— Aim —
State how many lines of the material below contain the string "tomato", and give only the number.

[Data lines]

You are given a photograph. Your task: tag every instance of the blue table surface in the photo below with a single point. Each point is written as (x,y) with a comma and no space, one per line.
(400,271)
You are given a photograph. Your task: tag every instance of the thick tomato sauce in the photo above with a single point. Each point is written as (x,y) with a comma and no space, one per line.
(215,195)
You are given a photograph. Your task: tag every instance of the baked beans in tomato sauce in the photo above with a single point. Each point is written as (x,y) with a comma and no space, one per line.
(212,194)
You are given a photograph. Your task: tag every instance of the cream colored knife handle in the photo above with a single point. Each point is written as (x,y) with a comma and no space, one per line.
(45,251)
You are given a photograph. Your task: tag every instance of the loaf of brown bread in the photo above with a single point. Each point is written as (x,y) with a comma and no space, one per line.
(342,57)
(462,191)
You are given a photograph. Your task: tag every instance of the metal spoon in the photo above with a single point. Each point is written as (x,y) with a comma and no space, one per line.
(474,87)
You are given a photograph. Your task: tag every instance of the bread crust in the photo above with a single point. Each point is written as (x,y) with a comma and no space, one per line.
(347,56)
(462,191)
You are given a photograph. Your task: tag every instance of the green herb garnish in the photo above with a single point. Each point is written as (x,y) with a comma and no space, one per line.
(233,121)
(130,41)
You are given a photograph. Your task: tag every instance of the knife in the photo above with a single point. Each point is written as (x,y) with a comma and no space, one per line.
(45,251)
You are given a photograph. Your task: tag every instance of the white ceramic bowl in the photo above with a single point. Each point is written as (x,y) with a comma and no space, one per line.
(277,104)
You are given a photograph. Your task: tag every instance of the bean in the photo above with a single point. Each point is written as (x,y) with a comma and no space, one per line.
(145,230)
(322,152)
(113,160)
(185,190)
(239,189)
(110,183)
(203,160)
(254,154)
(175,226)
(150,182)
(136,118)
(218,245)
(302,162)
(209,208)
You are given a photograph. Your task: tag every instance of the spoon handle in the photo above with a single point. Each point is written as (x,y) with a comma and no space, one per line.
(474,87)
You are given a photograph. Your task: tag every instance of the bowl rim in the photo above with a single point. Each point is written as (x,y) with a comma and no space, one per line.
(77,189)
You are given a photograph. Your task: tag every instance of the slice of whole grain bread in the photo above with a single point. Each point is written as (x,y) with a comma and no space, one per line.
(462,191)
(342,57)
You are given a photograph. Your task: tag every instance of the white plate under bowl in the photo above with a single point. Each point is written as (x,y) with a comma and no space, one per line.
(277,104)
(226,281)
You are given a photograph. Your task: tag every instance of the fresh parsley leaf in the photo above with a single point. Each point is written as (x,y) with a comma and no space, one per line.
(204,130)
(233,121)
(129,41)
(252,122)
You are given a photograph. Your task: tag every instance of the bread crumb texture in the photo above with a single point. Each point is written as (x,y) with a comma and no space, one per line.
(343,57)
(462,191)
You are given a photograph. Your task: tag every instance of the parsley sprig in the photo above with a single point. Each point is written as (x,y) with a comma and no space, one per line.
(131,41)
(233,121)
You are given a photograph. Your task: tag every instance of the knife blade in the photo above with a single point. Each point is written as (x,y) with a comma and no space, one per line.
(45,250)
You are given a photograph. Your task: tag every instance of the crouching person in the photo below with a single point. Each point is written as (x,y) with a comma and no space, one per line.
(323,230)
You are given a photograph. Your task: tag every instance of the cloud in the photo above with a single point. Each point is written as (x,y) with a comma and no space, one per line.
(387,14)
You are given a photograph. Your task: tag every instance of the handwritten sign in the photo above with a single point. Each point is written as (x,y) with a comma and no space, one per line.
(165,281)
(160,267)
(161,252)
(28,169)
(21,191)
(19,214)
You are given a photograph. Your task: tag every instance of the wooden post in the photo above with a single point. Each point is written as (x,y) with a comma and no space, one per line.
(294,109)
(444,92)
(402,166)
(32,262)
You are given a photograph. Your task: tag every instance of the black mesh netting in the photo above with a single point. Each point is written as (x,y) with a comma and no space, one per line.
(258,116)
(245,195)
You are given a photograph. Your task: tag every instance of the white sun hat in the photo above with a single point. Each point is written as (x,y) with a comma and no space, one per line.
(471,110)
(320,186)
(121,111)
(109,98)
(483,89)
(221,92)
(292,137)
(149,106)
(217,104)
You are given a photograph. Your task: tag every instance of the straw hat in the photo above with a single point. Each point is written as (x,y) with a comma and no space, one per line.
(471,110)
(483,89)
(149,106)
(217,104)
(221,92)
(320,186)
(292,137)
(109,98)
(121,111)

---

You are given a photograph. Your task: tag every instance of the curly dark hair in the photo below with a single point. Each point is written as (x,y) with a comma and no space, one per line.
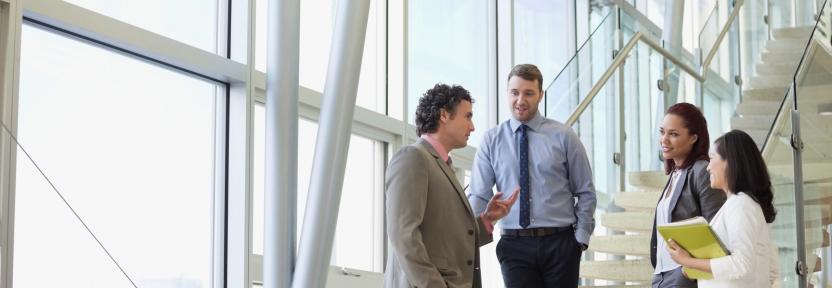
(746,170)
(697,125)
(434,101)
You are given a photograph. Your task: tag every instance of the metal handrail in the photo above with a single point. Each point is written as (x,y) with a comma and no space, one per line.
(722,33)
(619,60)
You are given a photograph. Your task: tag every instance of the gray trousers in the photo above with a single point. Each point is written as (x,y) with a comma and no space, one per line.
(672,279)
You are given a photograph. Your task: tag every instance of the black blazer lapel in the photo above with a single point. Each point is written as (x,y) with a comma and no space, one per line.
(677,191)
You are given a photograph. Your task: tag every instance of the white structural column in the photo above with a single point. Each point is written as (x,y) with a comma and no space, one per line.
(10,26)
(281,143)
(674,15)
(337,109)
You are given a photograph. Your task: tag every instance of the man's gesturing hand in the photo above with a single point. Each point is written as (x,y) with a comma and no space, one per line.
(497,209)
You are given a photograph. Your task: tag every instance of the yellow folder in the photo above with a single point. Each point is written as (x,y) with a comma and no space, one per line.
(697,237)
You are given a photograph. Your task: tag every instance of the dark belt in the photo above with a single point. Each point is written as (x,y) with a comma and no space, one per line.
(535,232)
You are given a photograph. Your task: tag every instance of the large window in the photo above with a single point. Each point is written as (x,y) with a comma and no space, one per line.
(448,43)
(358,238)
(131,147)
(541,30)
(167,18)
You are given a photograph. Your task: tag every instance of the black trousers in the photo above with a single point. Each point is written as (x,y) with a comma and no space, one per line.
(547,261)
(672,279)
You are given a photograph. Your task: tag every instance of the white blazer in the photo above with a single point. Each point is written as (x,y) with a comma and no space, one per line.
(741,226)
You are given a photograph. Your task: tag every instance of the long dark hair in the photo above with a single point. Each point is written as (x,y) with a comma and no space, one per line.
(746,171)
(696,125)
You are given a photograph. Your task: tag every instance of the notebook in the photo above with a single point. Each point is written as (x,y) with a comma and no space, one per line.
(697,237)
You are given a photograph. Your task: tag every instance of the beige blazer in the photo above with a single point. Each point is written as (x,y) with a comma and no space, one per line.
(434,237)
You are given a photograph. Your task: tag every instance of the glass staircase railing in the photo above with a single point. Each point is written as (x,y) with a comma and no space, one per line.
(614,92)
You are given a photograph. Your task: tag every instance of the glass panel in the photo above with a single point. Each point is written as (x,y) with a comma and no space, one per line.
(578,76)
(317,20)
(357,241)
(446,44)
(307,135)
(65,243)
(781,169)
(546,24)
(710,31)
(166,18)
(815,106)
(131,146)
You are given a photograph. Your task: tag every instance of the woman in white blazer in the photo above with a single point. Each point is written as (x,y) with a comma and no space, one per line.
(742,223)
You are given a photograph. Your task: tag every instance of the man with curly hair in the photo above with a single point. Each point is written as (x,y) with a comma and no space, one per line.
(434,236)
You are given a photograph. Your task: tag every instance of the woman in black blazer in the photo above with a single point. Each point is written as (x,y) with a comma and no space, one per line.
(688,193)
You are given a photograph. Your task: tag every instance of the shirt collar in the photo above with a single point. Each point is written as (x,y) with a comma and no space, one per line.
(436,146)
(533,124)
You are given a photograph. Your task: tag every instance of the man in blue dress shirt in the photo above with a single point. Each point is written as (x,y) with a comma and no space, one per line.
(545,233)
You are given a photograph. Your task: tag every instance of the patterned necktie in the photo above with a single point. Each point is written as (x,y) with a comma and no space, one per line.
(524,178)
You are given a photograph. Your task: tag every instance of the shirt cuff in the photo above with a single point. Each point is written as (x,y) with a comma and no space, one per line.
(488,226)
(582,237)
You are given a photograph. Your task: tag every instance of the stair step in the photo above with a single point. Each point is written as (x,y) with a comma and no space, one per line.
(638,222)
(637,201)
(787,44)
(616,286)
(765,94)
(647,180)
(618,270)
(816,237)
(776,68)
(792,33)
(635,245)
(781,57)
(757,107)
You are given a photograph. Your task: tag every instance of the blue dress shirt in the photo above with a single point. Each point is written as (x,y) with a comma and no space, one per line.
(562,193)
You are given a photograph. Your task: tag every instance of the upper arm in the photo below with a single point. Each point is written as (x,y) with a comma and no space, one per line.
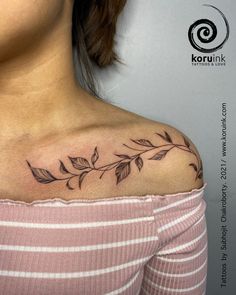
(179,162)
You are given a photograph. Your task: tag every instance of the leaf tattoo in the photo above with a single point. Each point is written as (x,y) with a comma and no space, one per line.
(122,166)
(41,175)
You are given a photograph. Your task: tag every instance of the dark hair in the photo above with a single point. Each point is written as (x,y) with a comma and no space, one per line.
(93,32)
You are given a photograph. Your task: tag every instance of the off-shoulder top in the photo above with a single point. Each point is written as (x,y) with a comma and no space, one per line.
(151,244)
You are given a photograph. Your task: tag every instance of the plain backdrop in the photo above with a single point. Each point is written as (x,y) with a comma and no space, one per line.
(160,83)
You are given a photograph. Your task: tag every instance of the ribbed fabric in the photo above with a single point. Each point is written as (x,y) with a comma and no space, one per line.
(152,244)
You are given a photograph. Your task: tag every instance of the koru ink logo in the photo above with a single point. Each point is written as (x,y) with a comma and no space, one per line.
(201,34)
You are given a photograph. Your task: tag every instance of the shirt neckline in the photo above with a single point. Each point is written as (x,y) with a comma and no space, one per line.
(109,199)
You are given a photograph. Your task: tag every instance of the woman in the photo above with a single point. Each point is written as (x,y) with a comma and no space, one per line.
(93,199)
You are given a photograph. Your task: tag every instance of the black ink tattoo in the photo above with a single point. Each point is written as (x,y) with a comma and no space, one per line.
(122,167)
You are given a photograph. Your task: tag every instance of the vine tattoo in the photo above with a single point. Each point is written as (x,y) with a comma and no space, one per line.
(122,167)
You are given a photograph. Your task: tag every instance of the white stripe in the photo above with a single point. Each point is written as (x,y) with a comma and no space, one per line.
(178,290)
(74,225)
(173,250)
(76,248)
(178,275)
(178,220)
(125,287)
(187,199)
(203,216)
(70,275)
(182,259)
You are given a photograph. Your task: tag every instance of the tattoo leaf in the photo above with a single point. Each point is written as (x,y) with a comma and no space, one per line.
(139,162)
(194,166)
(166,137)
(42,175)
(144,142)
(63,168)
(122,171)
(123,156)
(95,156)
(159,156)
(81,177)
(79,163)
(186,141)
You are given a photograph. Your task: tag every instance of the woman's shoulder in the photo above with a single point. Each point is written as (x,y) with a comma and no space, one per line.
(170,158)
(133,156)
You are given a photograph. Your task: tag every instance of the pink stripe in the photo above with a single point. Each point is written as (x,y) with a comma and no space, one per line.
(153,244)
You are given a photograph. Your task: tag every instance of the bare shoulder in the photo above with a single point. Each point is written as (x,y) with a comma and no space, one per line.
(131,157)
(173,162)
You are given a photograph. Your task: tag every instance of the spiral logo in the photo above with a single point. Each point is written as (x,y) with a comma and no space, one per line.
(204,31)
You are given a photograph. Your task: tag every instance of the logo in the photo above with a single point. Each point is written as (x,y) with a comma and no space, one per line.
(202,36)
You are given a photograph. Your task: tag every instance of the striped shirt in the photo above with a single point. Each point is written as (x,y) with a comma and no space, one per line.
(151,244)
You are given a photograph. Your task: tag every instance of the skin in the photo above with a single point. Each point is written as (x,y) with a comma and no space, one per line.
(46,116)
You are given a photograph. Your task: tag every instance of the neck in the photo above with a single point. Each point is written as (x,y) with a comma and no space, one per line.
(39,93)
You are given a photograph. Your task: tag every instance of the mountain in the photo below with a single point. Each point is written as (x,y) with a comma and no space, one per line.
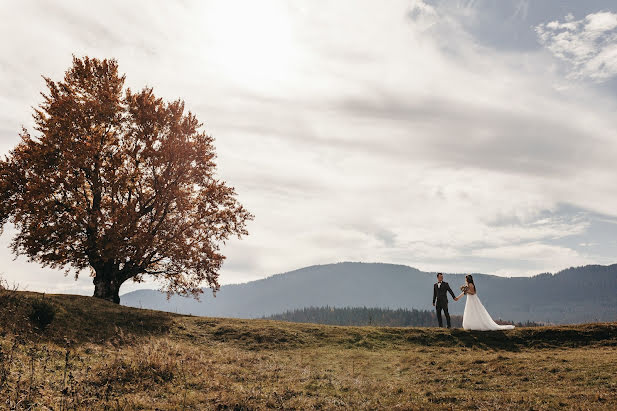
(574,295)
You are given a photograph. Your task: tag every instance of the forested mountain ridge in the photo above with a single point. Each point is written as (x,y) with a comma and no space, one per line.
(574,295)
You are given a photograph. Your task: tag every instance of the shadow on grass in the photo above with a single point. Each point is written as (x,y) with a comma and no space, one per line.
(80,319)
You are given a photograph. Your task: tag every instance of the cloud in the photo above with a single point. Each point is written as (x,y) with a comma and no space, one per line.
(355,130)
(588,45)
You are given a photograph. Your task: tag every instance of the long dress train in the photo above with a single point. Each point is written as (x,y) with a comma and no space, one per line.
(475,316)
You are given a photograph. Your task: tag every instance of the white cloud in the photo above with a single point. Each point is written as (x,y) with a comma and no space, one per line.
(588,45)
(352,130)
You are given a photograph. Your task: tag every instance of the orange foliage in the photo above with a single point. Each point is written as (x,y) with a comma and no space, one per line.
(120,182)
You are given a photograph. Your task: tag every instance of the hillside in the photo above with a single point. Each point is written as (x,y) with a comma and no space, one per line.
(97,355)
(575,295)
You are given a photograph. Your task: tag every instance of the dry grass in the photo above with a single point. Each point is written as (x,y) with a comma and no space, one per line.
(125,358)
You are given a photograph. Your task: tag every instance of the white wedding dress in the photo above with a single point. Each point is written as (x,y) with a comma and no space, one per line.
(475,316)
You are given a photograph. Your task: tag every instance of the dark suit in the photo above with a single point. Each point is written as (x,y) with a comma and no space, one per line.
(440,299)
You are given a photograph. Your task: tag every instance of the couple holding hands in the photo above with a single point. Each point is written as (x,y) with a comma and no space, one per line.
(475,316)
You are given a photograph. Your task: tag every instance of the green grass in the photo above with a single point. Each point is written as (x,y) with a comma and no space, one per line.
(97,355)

* * *

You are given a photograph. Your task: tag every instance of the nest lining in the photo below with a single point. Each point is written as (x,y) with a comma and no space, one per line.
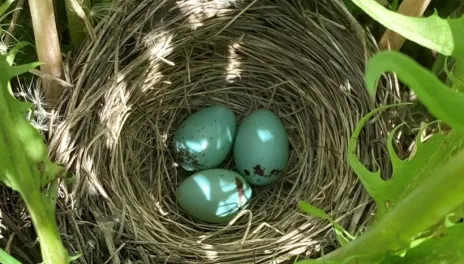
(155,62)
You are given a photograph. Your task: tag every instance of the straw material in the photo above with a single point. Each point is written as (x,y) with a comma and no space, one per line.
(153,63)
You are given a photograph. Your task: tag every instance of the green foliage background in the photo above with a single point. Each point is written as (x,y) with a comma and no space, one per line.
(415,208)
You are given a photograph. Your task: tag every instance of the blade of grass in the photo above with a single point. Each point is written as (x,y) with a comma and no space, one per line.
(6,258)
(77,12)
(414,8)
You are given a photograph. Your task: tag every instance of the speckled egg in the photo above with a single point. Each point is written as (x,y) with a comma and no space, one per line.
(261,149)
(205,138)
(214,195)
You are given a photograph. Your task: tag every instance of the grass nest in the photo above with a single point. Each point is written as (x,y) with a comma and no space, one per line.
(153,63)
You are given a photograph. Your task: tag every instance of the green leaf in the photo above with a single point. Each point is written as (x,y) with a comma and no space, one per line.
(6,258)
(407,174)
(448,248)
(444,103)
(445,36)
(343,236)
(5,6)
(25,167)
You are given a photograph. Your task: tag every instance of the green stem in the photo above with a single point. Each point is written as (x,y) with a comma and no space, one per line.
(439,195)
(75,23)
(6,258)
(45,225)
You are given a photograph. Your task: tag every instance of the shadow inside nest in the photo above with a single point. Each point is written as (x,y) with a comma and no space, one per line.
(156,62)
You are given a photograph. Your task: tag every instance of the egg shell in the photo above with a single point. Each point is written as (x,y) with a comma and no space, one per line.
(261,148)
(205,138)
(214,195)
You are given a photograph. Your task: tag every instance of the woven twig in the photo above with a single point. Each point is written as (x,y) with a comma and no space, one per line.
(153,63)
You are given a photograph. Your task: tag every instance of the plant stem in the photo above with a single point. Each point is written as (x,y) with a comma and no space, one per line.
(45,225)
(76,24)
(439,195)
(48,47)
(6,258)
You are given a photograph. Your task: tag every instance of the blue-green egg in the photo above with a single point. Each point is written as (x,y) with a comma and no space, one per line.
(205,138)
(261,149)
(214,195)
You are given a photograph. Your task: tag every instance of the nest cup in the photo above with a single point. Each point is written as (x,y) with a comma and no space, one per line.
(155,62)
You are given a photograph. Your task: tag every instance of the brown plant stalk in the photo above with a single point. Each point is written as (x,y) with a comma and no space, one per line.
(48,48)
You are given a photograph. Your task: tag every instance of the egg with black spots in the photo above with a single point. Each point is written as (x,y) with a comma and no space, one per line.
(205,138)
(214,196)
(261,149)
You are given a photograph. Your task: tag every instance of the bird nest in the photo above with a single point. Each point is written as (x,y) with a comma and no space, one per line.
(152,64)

— Complete output —
2